Photo-based referring expression data:
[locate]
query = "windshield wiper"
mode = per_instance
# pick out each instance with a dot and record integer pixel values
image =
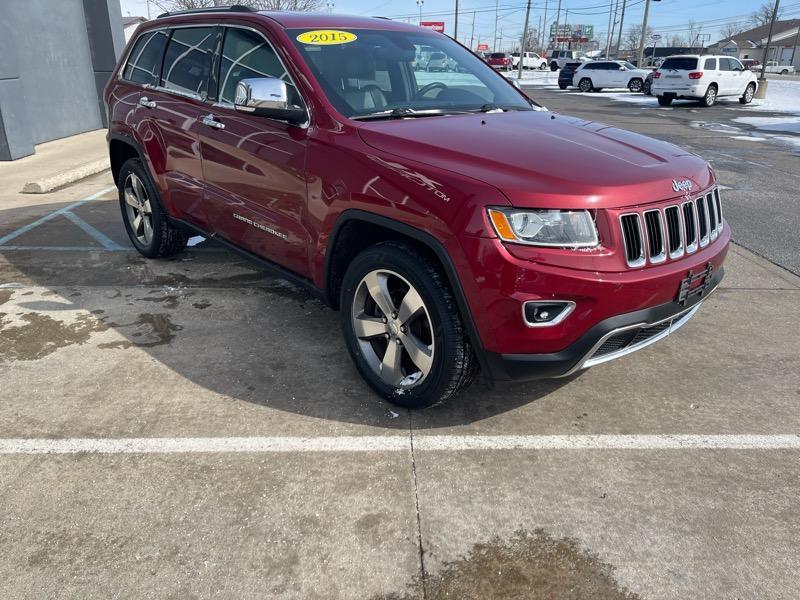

Assigned task: Across all the lines above, repeat the wording exactly and omit the pictures.

Exercise response:
[locate]
query = "windshield wiper"
mode = per_instance
# pick out each instance with a dot and record integer pixel values
image =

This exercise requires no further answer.